**PROBLEM TO SOLVE**
Extend the forum thread below on making saved roach weed taste better, starting after its last line.

— START OF EXCERPTED TEXT —

# is there anyway of makin roach weed taste good?



## Aurora_Indicas_Dad (Jun 1, 2008)

i mainly smoke blunts,but i have a good 200-300 roaches i've been savin over the past..hell...i dont even know how long i've been savin.theyve just kinda multiplied.is there any home remedy i can use to make the weed in these taste better,if i cant get smoke,i usually just break a few of em and roll em in a flavored blunt stick i love the buzz but the taste is horrible
can i do anything to make it not taste as bad? i'd hate to throw em all away...i mean,we all know weed is $ and /or hard work.-thanks alot


----------



## Hick (Jun 1, 2008)

Aurora_Indicas_Dad said:
			
		

> i mainly smoke blunts,but i have a good 200-300 roaches i've been savin over the past..hell...i dont even know how long i've been savin.theyve just kinda multiplied.is there any home remedy i can use to make the weed in these taste better,if i cant get smoke,i usually just break a few of em and roll em in a flavored blunt stick i love the buzz but the taste is horrible
> can i do anything to make it not taste as bad? i'd hate to throw em all away...i mean,we all know weed is $ and /or hard work.-thanks alot


  Man, I have a coffee can full.It doesn't actually "improve the flavor".. Only thing that ever made me appreciate the ..flavor, was smokin' on some of that nasty brown brick stuff first...


----------



## trillions of atoms (Jun 1, 2008)

— END OF EXCERPTED TEXT —
— START OF DATASET EXTRACT —

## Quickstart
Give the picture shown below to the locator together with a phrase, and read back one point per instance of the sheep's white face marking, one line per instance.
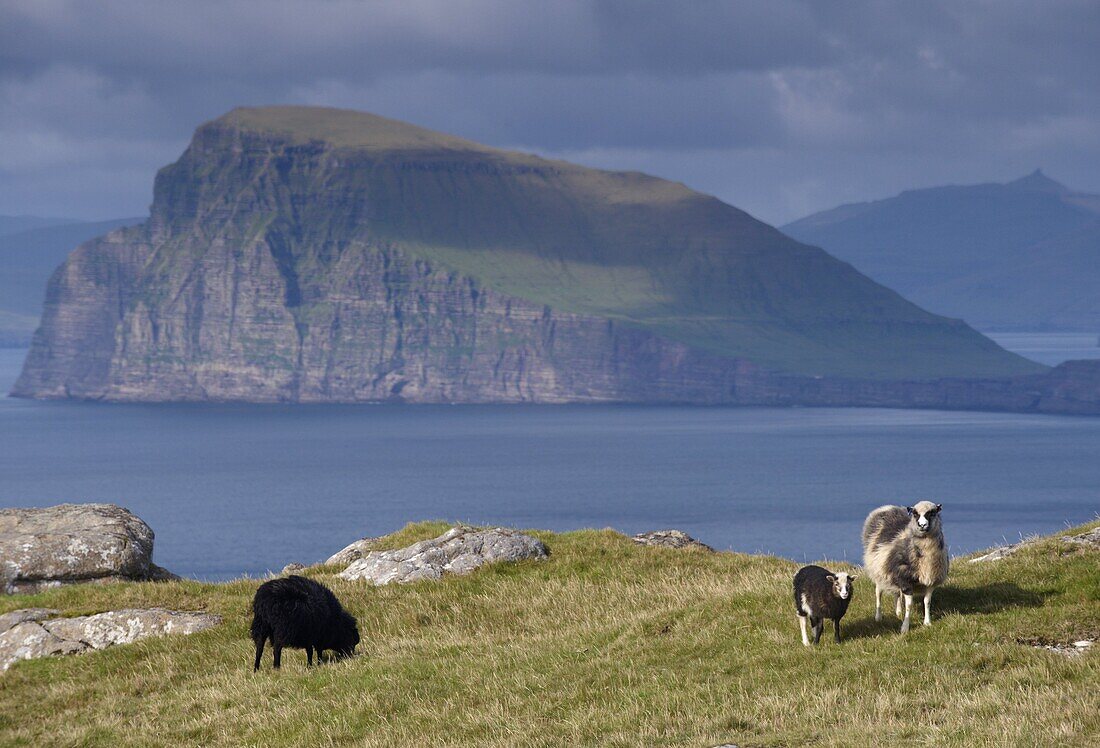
(842, 585)
(924, 516)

— END OF DATASET EXTRACT —

**ANSWER TO THIS EXERCISE**
pack some dank weed on top of it in your waterbong with ice?

idk thats a good question. how about putting an orange peel in a tupperware with the weed...?

works on overdried bud...


----------



## Bella420 (Jun 1, 2008)

try a VERY light mix of lemon juice and water and mist it about an hour or 2 b4 u smoke it... be very light with it or it will be too damp to smoke.  It gives it a slight citrus taste and cuts down on the harshness (not much though...)


----------



## stoneybologne (Jun 2, 2008)

smoke it when theres nothing else to smoke, or havent blazed in a day or two. 
it'll be the best stuff on earth


----------



## IllusionalFate (Jun 2, 2008)

I just smoke them through my bubbler (plug the roach in the bowlhead), and only the last couple hits of the roach then are too harsh. In fact, it hits just as smooth as a full blunt until you get to the VERY end, but by then you're mostly just smoking blunt wrap/shell/leaf anyways.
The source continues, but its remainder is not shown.